__WHAT THE EXERCISE ASKS__
Reproduce every line of the entries, starting with the line containing "Presence check: is any suv rear" and going on through the line containing "xmin=242 ymin=75 xmax=306 ymax=155", and raise each coordinate value in the answers by 71. Leave every other line unchanged and give only these lines.

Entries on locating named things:
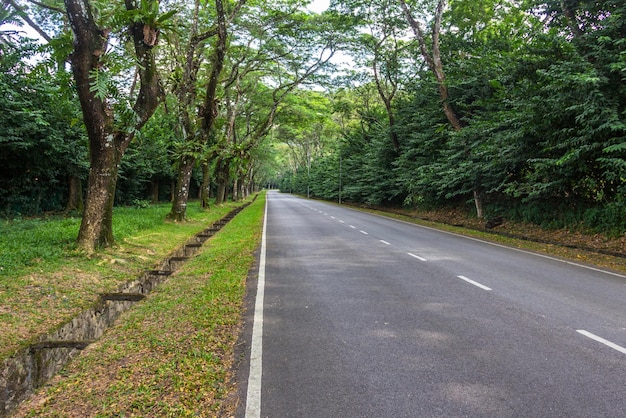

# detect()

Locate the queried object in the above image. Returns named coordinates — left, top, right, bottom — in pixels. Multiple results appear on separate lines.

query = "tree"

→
left=65, top=0, right=163, bottom=252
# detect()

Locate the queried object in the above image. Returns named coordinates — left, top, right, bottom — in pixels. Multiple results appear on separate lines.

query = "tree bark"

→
left=168, top=0, right=228, bottom=220
left=167, top=157, right=196, bottom=222
left=65, top=176, right=85, bottom=212
left=200, top=161, right=211, bottom=209
left=65, top=0, right=161, bottom=252
left=150, top=176, right=160, bottom=203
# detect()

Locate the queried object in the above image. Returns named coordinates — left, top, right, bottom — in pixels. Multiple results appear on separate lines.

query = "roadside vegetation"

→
left=0, top=198, right=254, bottom=359
left=1, top=193, right=626, bottom=417
left=16, top=197, right=265, bottom=417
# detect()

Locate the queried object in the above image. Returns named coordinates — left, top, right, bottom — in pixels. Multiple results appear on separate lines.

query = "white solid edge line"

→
left=576, top=329, right=626, bottom=354
left=344, top=207, right=626, bottom=279
left=407, top=253, right=427, bottom=261
left=456, top=276, right=492, bottom=290
left=246, top=201, right=267, bottom=418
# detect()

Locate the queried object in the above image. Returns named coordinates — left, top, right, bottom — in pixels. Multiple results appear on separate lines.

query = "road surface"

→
left=240, top=192, right=626, bottom=417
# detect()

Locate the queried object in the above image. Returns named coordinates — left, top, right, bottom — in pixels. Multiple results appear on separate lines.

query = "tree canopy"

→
left=0, top=0, right=626, bottom=240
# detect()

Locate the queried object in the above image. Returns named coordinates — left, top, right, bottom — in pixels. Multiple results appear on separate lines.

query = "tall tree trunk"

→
left=65, top=0, right=161, bottom=252
left=150, top=176, right=160, bottom=203
left=168, top=0, right=228, bottom=220
left=215, top=158, right=230, bottom=205
left=200, top=160, right=211, bottom=209
left=65, top=176, right=85, bottom=213
left=167, top=157, right=196, bottom=222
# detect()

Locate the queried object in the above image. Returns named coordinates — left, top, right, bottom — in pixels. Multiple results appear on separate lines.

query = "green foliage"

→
left=0, top=46, right=87, bottom=217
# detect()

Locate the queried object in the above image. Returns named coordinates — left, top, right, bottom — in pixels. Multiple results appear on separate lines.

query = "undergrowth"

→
left=17, top=194, right=264, bottom=417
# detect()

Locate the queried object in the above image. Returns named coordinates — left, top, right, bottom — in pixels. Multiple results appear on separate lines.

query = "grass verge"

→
left=0, top=203, right=247, bottom=360
left=16, top=196, right=265, bottom=417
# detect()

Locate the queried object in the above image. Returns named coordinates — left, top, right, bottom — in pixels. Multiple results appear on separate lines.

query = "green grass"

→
left=0, top=199, right=249, bottom=360
left=18, top=196, right=265, bottom=417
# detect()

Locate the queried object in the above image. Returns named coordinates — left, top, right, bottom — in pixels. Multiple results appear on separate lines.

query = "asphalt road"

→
left=238, top=192, right=626, bottom=417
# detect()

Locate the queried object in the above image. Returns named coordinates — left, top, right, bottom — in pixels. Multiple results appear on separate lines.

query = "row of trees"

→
left=0, top=0, right=626, bottom=251
left=0, top=0, right=337, bottom=252
left=282, top=0, right=626, bottom=234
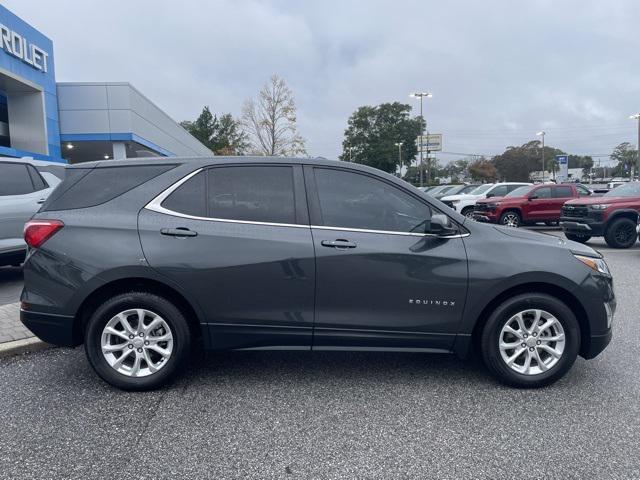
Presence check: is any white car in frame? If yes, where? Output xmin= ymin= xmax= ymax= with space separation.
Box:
xmin=440 ymin=182 xmax=532 ymax=218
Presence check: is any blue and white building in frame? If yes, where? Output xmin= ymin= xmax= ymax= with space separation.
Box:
xmin=0 ymin=5 xmax=212 ymax=163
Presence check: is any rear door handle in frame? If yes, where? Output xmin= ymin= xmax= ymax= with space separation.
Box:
xmin=320 ymin=238 xmax=357 ymax=249
xmin=160 ymin=227 xmax=198 ymax=237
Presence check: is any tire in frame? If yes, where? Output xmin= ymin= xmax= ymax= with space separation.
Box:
xmin=604 ymin=217 xmax=638 ymax=248
xmin=84 ymin=292 xmax=191 ymax=391
xmin=480 ymin=293 xmax=580 ymax=388
xmin=460 ymin=207 xmax=473 ymax=220
xmin=500 ymin=210 xmax=522 ymax=228
xmin=564 ymin=232 xmax=591 ymax=243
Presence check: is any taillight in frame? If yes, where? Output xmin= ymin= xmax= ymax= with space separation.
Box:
xmin=24 ymin=220 xmax=64 ymax=248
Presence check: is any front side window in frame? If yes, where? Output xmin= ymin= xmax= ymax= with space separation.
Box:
xmin=553 ymin=187 xmax=573 ymax=198
xmin=314 ymin=168 xmax=431 ymax=232
xmin=207 ymin=165 xmax=296 ymax=224
xmin=532 ymin=187 xmax=551 ymax=198
xmin=0 ymin=163 xmax=34 ymax=196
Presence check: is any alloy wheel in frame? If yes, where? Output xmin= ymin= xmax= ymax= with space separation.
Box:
xmin=100 ymin=308 xmax=173 ymax=377
xmin=498 ymin=309 xmax=565 ymax=375
xmin=502 ymin=213 xmax=520 ymax=228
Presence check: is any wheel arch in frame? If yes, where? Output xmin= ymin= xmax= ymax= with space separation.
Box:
xmin=456 ymin=282 xmax=591 ymax=355
xmin=73 ymin=277 xmax=207 ymax=345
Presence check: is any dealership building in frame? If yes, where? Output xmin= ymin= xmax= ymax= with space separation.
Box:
xmin=0 ymin=5 xmax=211 ymax=163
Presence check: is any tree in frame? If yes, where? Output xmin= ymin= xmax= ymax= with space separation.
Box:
xmin=242 ymin=75 xmax=307 ymax=156
xmin=611 ymin=142 xmax=638 ymax=180
xmin=469 ymin=157 xmax=498 ymax=182
xmin=180 ymin=106 xmax=248 ymax=155
xmin=340 ymin=102 xmax=426 ymax=173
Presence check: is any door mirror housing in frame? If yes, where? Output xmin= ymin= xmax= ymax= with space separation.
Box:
xmin=425 ymin=213 xmax=457 ymax=237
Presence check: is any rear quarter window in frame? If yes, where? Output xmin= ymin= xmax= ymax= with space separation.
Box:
xmin=41 ymin=165 xmax=175 ymax=211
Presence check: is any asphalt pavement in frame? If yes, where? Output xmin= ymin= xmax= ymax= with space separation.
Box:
xmin=0 ymin=234 xmax=640 ymax=479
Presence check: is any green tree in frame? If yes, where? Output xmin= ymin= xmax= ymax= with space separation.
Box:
xmin=469 ymin=157 xmax=498 ymax=182
xmin=340 ymin=102 xmax=427 ymax=173
xmin=180 ymin=106 xmax=248 ymax=155
xmin=611 ymin=142 xmax=638 ymax=180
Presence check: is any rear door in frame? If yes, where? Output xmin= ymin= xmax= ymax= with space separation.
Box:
xmin=305 ymin=166 xmax=467 ymax=350
xmin=0 ymin=162 xmax=48 ymax=253
xmin=139 ymin=164 xmax=315 ymax=348
xmin=547 ymin=185 xmax=576 ymax=221
xmin=527 ymin=186 xmax=555 ymax=221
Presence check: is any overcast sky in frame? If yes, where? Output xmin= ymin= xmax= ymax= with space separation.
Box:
xmin=3 ymin=0 xmax=640 ymax=165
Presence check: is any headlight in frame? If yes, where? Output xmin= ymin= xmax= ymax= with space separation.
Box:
xmin=573 ymin=254 xmax=611 ymax=276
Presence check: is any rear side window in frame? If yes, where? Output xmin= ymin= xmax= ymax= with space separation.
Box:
xmin=553 ymin=187 xmax=573 ymax=198
xmin=27 ymin=165 xmax=49 ymax=191
xmin=162 ymin=172 xmax=207 ymax=217
xmin=0 ymin=163 xmax=34 ymax=196
xmin=41 ymin=165 xmax=175 ymax=211
xmin=207 ymin=165 xmax=296 ymax=224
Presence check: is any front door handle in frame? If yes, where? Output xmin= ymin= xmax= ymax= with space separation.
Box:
xmin=320 ymin=238 xmax=357 ymax=249
xmin=160 ymin=227 xmax=198 ymax=238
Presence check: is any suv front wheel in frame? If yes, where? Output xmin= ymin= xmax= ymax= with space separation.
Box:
xmin=85 ymin=292 xmax=191 ymax=390
xmin=480 ymin=293 xmax=580 ymax=388
xmin=604 ymin=217 xmax=638 ymax=248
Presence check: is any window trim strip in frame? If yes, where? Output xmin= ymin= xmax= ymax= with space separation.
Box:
xmin=144 ymin=168 xmax=469 ymax=238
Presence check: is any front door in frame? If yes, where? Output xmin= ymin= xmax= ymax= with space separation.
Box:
xmin=305 ymin=166 xmax=467 ymax=350
xmin=139 ymin=164 xmax=315 ymax=348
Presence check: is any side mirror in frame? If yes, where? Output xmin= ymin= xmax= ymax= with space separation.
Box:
xmin=426 ymin=213 xmax=457 ymax=237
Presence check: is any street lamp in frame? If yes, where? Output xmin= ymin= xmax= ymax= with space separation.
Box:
xmin=394 ymin=142 xmax=404 ymax=177
xmin=536 ymin=130 xmax=546 ymax=183
xmin=409 ymin=92 xmax=433 ymax=187
xmin=629 ymin=113 xmax=640 ymax=179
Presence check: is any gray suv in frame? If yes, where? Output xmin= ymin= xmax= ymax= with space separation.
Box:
xmin=21 ymin=157 xmax=616 ymax=390
xmin=0 ymin=158 xmax=64 ymax=267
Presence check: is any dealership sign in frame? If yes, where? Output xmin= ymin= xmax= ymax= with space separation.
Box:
xmin=0 ymin=23 xmax=49 ymax=73
xmin=416 ymin=133 xmax=442 ymax=152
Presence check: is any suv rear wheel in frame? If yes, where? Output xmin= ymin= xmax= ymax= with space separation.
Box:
xmin=604 ymin=217 xmax=638 ymax=248
xmin=480 ymin=293 xmax=580 ymax=388
xmin=85 ymin=292 xmax=191 ymax=390
xmin=564 ymin=233 xmax=591 ymax=243
xmin=500 ymin=210 xmax=522 ymax=228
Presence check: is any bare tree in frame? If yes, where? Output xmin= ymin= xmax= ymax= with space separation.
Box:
xmin=242 ymin=75 xmax=306 ymax=155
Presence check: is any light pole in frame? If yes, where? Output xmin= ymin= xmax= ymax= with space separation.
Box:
xmin=629 ymin=113 xmax=640 ymax=179
xmin=394 ymin=142 xmax=403 ymax=177
xmin=409 ymin=92 xmax=433 ymax=187
xmin=536 ymin=130 xmax=546 ymax=183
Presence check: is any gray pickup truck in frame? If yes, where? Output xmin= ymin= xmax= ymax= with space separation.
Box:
xmin=0 ymin=158 xmax=65 ymax=267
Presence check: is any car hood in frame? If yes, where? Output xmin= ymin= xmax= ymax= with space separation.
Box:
xmin=440 ymin=193 xmax=484 ymax=201
xmin=565 ymin=196 xmax=640 ymax=205
xmin=493 ymin=226 xmax=602 ymax=258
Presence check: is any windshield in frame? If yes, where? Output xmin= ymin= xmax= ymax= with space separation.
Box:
xmin=468 ymin=183 xmax=493 ymax=195
xmin=603 ymin=182 xmax=640 ymax=197
xmin=505 ymin=185 xmax=534 ymax=197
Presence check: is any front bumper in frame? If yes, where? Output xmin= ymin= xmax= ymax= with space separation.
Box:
xmin=560 ymin=217 xmax=604 ymax=237
xmin=20 ymin=309 xmax=81 ymax=347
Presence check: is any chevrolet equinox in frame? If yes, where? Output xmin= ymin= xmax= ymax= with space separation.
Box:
xmin=21 ymin=157 xmax=616 ymax=390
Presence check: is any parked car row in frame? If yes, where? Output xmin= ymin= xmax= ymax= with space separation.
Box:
xmin=436 ymin=182 xmax=640 ymax=248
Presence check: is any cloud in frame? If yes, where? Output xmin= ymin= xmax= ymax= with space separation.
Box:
xmin=4 ymin=0 xmax=640 ymax=158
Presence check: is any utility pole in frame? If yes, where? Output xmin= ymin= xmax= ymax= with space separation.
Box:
xmin=395 ymin=142 xmax=403 ymax=177
xmin=536 ymin=130 xmax=546 ymax=183
xmin=629 ymin=113 xmax=640 ymax=179
xmin=409 ymin=92 xmax=433 ymax=187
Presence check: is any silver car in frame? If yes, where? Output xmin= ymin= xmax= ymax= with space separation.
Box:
xmin=0 ymin=158 xmax=65 ymax=266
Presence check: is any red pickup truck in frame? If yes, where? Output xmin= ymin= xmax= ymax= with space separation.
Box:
xmin=560 ymin=182 xmax=640 ymax=248
xmin=473 ymin=183 xmax=591 ymax=227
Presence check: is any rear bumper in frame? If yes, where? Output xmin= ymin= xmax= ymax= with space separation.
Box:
xmin=20 ymin=309 xmax=80 ymax=347
xmin=560 ymin=217 xmax=604 ymax=237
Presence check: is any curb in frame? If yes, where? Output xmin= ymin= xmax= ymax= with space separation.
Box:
xmin=0 ymin=337 xmax=53 ymax=358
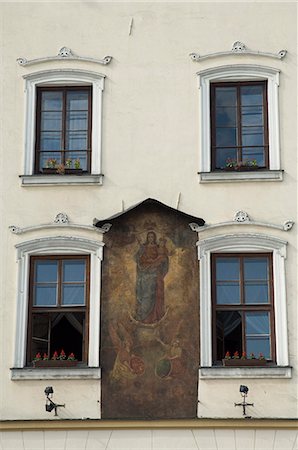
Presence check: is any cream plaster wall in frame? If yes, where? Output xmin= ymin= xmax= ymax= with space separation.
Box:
xmin=0 ymin=2 xmax=298 ymax=419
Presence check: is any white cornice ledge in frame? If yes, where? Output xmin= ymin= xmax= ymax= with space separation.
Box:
xmin=189 ymin=210 xmax=295 ymax=233
xmin=8 ymin=213 xmax=106 ymax=234
xmin=199 ymin=170 xmax=283 ymax=183
xmin=17 ymin=47 xmax=113 ymax=66
xmin=189 ymin=41 xmax=287 ymax=62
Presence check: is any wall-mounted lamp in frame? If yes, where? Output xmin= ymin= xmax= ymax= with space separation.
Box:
xmin=44 ymin=386 xmax=65 ymax=416
xmin=234 ymin=384 xmax=254 ymax=419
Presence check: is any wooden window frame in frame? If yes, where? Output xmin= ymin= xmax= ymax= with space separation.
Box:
xmin=210 ymin=80 xmax=270 ymax=172
xmin=27 ymin=254 xmax=90 ymax=365
xmin=34 ymin=85 xmax=92 ymax=174
xmin=211 ymin=253 xmax=276 ymax=365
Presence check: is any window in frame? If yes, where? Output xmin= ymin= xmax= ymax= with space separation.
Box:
xmin=211 ymin=81 xmax=269 ymax=171
xmin=12 ymin=235 xmax=104 ymax=379
xmin=20 ymin=69 xmax=105 ymax=186
xmin=35 ymin=86 xmax=92 ymax=173
xmin=212 ymin=253 xmax=275 ymax=364
xmin=197 ymin=64 xmax=283 ymax=182
xmin=27 ymin=255 xmax=89 ymax=365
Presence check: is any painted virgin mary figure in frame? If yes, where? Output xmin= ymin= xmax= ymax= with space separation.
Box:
xmin=135 ymin=231 xmax=169 ymax=324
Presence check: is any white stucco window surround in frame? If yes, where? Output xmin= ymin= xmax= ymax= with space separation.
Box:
xmin=20 ymin=69 xmax=105 ymax=186
xmin=12 ymin=236 xmax=104 ymax=379
xmin=197 ymin=64 xmax=283 ymax=182
xmin=197 ymin=233 xmax=291 ymax=378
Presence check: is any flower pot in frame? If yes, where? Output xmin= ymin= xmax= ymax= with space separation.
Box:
xmin=33 ymin=359 xmax=78 ymax=369
xmin=41 ymin=167 xmax=57 ymax=174
xmin=64 ymin=168 xmax=83 ymax=175
xmin=222 ymin=358 xmax=267 ymax=367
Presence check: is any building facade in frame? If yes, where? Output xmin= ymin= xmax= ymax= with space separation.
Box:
xmin=0 ymin=2 xmax=298 ymax=450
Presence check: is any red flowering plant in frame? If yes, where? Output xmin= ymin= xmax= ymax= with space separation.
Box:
xmin=58 ymin=349 xmax=66 ymax=361
xmin=51 ymin=350 xmax=59 ymax=361
xmin=67 ymin=353 xmax=77 ymax=361
xmin=33 ymin=352 xmax=42 ymax=361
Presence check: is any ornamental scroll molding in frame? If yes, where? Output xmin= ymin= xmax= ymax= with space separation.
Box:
xmin=189 ymin=210 xmax=295 ymax=233
xmin=8 ymin=212 xmax=106 ymax=234
xmin=189 ymin=41 xmax=287 ymax=62
xmin=17 ymin=47 xmax=113 ymax=66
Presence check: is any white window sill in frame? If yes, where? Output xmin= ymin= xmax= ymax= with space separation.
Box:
xmin=199 ymin=366 xmax=292 ymax=380
xmin=10 ymin=367 xmax=101 ymax=381
xmin=20 ymin=174 xmax=103 ymax=186
xmin=199 ymin=170 xmax=283 ymax=183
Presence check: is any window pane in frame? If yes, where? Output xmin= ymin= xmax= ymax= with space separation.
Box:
xmin=35 ymin=260 xmax=58 ymax=283
xmin=29 ymin=314 xmax=49 ymax=362
xmin=40 ymin=111 xmax=62 ymax=131
xmin=215 ymin=87 xmax=237 ymax=106
xmin=66 ymin=111 xmax=88 ymax=131
xmin=41 ymin=91 xmax=63 ymax=111
xmin=216 ymin=128 xmax=236 ymax=147
xmin=216 ymin=311 xmax=242 ymax=360
xmin=33 ymin=284 xmax=57 ymax=306
xmin=242 ymin=127 xmax=264 ymax=146
xmin=242 ymin=147 xmax=265 ymax=167
xmin=216 ymin=281 xmax=240 ymax=305
xmin=215 ymin=107 xmax=237 ymax=127
xmin=244 ymin=283 xmax=269 ymax=303
xmin=243 ymin=258 xmax=268 ymax=280
xmin=241 ymin=106 xmax=263 ymax=126
xmin=63 ymin=260 xmax=86 ymax=282
xmin=67 ymin=91 xmax=89 ymax=110
xmin=65 ymin=131 xmax=87 ymax=150
xmin=246 ymin=337 xmax=271 ymax=359
xmin=240 ymin=86 xmax=263 ymax=106
xmin=216 ymin=258 xmax=240 ymax=280
xmin=215 ymin=148 xmax=237 ymax=169
xmin=40 ymin=131 xmax=62 ymax=150
xmin=62 ymin=284 xmax=85 ymax=305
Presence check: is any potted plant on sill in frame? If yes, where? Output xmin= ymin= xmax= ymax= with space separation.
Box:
xmin=42 ymin=158 xmax=57 ymax=174
xmin=222 ymin=351 xmax=267 ymax=367
xmin=33 ymin=349 xmax=78 ymax=368
xmin=225 ymin=158 xmax=259 ymax=172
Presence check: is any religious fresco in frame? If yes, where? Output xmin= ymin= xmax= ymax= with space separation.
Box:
xmin=101 ymin=203 xmax=199 ymax=419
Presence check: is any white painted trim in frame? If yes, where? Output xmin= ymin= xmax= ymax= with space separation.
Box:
xmin=11 ymin=367 xmax=101 ymax=381
xmin=197 ymin=233 xmax=289 ymax=367
xmin=22 ymin=69 xmax=105 ymax=178
xmin=197 ymin=64 xmax=280 ymax=175
xmin=14 ymin=236 xmax=104 ymax=368
xmin=199 ymin=366 xmax=292 ymax=380
xmin=199 ymin=170 xmax=283 ymax=183
xmin=20 ymin=173 xmax=103 ymax=187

__THE REPLY__
Presence check: is any suv rear wheel in frame? If yes, where? Output xmin= ymin= xmax= ymax= with space separation.
Box:
xmin=675 ymin=288 xmax=709 ymax=319
xmin=551 ymin=364 xmax=651 ymax=459
xmin=156 ymin=363 xmax=262 ymax=461
xmin=635 ymin=304 xmax=662 ymax=314
xmin=571 ymin=281 xmax=593 ymax=299
Presence check: is any bare tree in frame? If yes, where? Output xmin= ymin= xmax= ymax= with space separation.
Box:
xmin=313 ymin=146 xmax=377 ymax=226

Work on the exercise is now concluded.